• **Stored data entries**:
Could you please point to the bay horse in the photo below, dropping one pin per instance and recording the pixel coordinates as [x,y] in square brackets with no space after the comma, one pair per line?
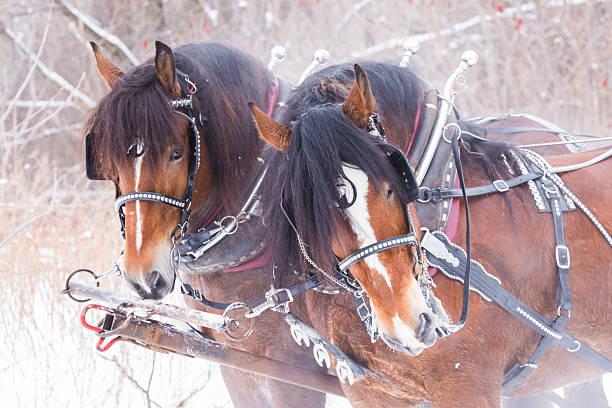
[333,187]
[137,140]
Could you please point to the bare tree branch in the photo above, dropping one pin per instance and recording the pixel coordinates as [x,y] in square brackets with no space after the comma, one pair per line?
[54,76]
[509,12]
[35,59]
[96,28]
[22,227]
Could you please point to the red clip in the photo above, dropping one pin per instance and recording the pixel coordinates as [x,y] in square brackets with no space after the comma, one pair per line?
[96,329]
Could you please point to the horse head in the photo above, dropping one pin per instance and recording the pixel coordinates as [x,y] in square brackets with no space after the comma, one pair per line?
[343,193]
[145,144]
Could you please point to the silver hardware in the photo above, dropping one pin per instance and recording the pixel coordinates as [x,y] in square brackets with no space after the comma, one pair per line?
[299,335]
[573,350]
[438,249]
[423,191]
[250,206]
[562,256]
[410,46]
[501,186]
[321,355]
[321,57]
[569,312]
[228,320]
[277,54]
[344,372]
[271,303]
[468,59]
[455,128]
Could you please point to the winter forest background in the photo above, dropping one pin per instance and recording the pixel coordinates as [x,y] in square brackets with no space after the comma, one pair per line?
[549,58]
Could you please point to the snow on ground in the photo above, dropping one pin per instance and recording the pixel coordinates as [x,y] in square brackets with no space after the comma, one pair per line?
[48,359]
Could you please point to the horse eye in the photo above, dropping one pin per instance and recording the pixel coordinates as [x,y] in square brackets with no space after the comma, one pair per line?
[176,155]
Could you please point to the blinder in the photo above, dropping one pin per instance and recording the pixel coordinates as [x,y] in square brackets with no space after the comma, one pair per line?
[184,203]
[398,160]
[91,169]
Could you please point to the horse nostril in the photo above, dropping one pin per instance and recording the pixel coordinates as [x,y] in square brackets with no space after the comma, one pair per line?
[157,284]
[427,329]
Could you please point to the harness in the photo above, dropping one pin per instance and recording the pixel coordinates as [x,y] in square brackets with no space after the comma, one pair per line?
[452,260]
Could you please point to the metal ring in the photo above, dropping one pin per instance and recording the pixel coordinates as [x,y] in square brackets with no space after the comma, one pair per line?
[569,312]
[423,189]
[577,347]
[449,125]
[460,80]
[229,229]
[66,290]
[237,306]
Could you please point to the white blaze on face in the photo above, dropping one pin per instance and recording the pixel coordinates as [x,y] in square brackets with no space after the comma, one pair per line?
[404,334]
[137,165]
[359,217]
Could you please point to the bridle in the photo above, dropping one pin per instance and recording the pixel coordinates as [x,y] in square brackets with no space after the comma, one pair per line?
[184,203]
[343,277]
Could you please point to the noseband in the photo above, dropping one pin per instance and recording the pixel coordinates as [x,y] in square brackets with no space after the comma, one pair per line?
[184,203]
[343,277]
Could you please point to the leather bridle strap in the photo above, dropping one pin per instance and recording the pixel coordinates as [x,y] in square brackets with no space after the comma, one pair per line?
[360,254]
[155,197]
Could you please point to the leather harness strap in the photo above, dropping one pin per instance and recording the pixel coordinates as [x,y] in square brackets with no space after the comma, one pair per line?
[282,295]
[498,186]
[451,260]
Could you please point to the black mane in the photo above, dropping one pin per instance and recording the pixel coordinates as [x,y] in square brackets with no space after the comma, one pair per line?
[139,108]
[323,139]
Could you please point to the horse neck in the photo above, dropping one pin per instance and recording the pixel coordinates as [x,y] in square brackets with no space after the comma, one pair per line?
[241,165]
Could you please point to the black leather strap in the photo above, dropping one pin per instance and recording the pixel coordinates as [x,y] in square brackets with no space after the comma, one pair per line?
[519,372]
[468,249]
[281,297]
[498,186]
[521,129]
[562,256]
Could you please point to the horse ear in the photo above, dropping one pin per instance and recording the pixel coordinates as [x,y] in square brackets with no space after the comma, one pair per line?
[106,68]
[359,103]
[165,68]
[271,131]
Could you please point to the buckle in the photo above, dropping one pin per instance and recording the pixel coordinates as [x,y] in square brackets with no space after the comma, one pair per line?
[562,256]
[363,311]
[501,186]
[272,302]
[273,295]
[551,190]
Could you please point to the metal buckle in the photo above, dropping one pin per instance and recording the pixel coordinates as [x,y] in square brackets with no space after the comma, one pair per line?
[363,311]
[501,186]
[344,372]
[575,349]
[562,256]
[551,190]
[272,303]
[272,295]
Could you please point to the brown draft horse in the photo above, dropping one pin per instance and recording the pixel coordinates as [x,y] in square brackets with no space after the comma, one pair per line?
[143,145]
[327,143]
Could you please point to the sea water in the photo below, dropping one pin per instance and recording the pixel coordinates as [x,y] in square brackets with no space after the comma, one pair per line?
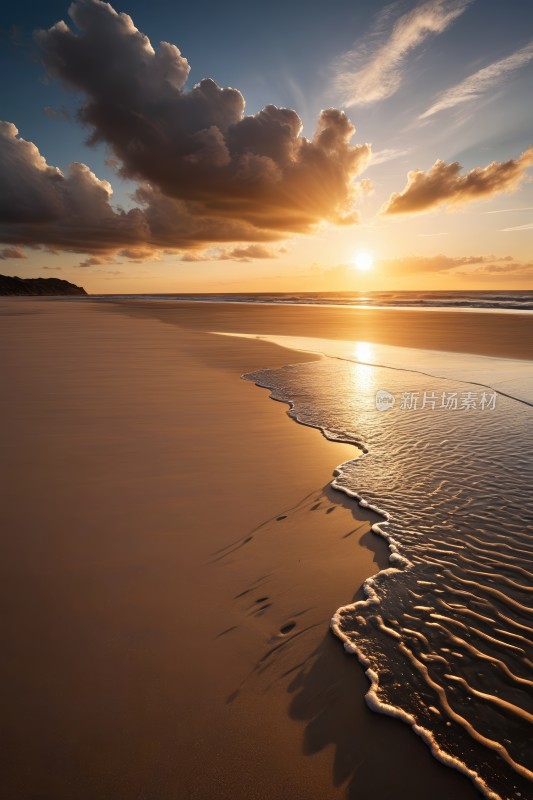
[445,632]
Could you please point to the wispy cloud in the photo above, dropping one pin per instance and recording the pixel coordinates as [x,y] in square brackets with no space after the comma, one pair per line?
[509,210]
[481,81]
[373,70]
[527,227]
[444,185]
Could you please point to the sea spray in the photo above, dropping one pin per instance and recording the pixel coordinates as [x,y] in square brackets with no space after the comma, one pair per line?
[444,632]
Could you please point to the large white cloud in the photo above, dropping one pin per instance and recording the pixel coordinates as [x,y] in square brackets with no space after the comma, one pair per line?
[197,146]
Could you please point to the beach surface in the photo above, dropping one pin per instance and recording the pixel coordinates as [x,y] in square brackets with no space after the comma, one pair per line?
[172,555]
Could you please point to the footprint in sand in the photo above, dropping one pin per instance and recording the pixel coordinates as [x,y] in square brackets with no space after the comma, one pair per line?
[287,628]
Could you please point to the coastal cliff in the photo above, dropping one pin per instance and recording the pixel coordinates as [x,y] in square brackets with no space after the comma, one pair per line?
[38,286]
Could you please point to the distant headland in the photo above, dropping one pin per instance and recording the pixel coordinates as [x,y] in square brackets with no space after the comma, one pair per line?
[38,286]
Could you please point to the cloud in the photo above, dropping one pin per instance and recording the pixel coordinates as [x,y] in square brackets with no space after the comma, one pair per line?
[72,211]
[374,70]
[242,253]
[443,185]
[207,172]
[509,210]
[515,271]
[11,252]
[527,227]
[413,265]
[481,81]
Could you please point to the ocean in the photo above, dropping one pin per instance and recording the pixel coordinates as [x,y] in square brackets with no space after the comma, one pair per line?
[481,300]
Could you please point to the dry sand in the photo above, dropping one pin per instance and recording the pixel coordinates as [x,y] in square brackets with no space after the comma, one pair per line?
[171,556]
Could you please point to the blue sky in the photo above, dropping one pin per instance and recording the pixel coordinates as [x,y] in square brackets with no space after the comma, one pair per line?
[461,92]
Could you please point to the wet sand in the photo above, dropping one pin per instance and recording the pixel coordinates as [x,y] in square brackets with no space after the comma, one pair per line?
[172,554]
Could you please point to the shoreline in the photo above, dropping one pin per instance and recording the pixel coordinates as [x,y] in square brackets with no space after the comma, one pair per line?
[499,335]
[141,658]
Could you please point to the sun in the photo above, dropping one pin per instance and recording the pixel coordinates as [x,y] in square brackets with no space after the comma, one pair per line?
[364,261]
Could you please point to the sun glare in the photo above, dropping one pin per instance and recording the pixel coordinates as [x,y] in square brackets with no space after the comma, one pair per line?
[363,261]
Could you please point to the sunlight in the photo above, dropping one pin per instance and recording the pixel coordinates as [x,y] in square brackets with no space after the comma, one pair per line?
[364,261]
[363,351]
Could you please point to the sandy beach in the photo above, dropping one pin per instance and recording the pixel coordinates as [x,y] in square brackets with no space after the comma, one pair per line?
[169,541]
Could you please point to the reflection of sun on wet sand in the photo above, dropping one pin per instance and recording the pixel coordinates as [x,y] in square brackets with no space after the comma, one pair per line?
* * *
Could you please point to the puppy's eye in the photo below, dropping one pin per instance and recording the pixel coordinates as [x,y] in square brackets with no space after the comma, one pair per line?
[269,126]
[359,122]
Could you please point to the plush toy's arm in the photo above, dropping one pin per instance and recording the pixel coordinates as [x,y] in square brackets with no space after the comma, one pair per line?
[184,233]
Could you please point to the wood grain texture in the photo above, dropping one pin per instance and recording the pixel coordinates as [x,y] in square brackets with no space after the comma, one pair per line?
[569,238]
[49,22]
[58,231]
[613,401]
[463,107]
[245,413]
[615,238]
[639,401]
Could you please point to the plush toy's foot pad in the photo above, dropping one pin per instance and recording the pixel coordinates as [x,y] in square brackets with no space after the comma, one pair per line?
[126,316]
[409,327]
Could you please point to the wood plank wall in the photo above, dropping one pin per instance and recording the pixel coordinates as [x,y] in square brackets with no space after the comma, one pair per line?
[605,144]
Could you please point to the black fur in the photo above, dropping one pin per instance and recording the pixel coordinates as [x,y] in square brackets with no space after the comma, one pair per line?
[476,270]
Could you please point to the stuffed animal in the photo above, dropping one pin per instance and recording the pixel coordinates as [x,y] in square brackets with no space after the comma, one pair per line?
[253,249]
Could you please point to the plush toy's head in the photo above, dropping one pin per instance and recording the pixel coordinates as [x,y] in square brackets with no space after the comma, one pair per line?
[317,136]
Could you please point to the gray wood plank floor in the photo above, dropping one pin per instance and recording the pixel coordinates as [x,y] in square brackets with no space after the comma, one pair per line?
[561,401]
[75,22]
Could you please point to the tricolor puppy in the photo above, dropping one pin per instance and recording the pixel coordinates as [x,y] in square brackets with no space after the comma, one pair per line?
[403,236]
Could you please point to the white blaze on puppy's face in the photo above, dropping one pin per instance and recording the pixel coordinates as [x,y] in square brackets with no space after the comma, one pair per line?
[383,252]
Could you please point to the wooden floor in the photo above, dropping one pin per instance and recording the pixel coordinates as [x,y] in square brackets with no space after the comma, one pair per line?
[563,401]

• **YOUR GOAL**: Write down again, exactly as given, only the lines above that fall from the line with "Could you please point to the sunlight" to the line with "Could you please point to the reflection", inclusive.

• **OUTPUT OF THE TASK**:
Could you please point to the sunlight in the photo above, dropping one pin per instance and recording the pixel coordinates as [x,y] in square brackets with no space after the comma, one pair per line?
[364,261]
[363,351]
Could you please point to the sandy beach in the photo above, dropping one pin per instance and recording the pixel coordinates as [x,y] in square brackets with no space after the comma, one pair per line?
[169,541]
Could you please point to the reflection of sun on wet sand in the photo above, dropping one pin per instance and recording the pixel coordinates as [x,y] in square brackets with no space after the comma, one pair per line?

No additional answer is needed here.